The Taxi Rider Bill of Rights consists of 10 rules and they are pretty straightforward and reasonable stuff. They include being able to take your preferred route, to receive a printed receipt for all metered rides, to have a courteous, trained professional driver who knows and obeys all the traffic laws - though some claim this one to be unfair in Boston because no one obeys the traffic laws! To request that the driver not talk on a cellphone while driving, be familiar with the streets of Boston, and finally to have windows, heat and air-conditioning that work are also included.

Now I could regale you with my tales of good and not-so-good cab experiences in the city of Boston. I could tell you about the lovely drivers with whom I have had pleasant exchanges and who have provided safe and helpful service. I could also tell you about the drivers who sighed loudly because they did not think I was a good enough fare as the trip as too short, or who talked loudly on their phone the whole time, or who ran red lights. Many of them. I have been yelled at for getting into cabs at the end of the line and yelled at for getting in cabs in the front of the line. If I am taking a cab home, the giveaway on whether or not the trip will be good is if they cannot find the landmark nearest my building which is Cheers. My friends, it is a very sad day indeed when a cab driver in Boston cannot find Cheers!

A few years ago, an article entitled "Hub's Cab Service Humbled by NYC's" appeared in the newspaper (The Boston Herald, Thomas Keane, Feb 11, 2000). It compared taxi service in New York to the taxi service in Boston. And guess what? New York won hands down. Among the numerous reasons listed was this - that in New York every cab has a light on its roof and depending on how it is illuminated you can tell at a distance whether it is available, in use, or not in service. In Boston we use a much simpler technology: the squint system. According to the author here is how it works. If a cab is coming down the street, squint and look real closely. Do you see what appears to be a body in the back? If so, it is probably a passenger. That means the cab is unavailable.

◆ **The problem**: Translate into Spanish this sentence from the passage on Boston taxi service: "It compared taxi service in New York to the taxi service in Boston."

◆ **Data records**:
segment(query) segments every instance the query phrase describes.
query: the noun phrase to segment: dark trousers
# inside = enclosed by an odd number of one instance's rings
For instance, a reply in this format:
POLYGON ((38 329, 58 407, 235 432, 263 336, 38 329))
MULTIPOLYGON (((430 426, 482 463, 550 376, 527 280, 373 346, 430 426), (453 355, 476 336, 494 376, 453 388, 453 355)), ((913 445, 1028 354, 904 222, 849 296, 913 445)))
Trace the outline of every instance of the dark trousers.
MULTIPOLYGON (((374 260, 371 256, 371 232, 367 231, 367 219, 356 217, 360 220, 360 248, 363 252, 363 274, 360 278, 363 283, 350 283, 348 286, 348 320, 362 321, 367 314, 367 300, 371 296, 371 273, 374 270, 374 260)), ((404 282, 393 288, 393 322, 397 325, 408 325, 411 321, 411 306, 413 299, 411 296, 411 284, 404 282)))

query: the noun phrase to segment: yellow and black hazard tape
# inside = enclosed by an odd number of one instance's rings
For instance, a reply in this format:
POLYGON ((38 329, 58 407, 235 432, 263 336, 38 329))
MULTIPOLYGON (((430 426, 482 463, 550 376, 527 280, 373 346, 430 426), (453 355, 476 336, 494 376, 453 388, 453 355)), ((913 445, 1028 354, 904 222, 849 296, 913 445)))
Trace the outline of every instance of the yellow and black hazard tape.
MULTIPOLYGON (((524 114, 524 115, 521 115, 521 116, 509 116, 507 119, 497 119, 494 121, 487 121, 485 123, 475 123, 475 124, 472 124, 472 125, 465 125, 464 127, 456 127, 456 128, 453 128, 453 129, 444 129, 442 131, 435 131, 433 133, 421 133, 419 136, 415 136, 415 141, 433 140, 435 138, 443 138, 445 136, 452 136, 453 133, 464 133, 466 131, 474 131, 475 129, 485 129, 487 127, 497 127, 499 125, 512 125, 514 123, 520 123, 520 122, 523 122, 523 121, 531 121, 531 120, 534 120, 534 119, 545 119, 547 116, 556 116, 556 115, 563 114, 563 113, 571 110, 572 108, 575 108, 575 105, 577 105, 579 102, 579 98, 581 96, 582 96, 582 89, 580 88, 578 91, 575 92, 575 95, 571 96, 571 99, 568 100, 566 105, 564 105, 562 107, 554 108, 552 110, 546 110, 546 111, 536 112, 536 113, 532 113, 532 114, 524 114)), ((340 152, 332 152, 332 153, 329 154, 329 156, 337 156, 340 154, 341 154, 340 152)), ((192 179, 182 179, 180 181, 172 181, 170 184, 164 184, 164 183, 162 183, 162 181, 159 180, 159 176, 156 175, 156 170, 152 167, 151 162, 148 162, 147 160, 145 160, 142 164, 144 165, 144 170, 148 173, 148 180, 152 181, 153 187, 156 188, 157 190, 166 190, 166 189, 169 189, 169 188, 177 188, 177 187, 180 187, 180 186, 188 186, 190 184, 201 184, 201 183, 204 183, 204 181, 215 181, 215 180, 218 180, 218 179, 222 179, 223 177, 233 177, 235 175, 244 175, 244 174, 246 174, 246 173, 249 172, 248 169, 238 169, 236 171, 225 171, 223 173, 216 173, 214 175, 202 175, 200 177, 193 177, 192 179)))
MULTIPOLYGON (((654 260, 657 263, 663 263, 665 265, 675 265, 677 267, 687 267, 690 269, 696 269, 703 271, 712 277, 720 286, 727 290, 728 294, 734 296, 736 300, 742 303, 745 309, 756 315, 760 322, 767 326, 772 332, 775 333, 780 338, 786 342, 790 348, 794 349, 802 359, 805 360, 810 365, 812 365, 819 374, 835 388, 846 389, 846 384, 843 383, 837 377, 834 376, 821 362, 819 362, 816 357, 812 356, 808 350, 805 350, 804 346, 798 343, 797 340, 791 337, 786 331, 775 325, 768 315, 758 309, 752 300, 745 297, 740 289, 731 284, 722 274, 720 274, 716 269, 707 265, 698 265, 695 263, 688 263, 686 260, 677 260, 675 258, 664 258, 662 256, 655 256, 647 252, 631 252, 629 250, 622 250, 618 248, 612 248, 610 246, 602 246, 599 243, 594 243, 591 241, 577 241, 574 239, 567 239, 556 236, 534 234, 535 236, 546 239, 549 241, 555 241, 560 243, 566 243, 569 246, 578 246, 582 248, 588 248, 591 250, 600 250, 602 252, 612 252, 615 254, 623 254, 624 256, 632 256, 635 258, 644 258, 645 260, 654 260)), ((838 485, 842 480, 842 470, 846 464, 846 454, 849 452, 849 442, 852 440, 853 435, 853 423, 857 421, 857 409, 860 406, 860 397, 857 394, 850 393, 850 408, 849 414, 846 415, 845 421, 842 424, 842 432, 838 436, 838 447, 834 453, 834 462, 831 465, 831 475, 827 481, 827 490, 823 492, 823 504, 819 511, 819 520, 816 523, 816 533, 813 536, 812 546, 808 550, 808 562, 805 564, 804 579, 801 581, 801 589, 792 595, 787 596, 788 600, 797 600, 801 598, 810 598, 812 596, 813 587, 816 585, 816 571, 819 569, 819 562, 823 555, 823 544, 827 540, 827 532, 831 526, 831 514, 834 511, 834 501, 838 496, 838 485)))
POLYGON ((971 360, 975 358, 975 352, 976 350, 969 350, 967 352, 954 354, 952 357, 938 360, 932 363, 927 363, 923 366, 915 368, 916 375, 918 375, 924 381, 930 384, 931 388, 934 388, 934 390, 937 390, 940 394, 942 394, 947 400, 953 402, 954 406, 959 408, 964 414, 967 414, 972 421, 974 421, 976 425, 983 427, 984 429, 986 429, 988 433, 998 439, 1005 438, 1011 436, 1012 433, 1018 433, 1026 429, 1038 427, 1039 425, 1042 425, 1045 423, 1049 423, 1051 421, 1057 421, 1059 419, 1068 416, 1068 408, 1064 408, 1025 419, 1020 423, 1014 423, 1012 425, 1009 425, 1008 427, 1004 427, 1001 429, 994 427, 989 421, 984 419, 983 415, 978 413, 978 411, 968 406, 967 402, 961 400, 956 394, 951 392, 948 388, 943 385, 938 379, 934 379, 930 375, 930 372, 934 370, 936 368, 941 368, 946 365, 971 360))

◆ **Task response**: Comparaba el servicio de taxis de Nueva York con el servicio de taxis de Boston.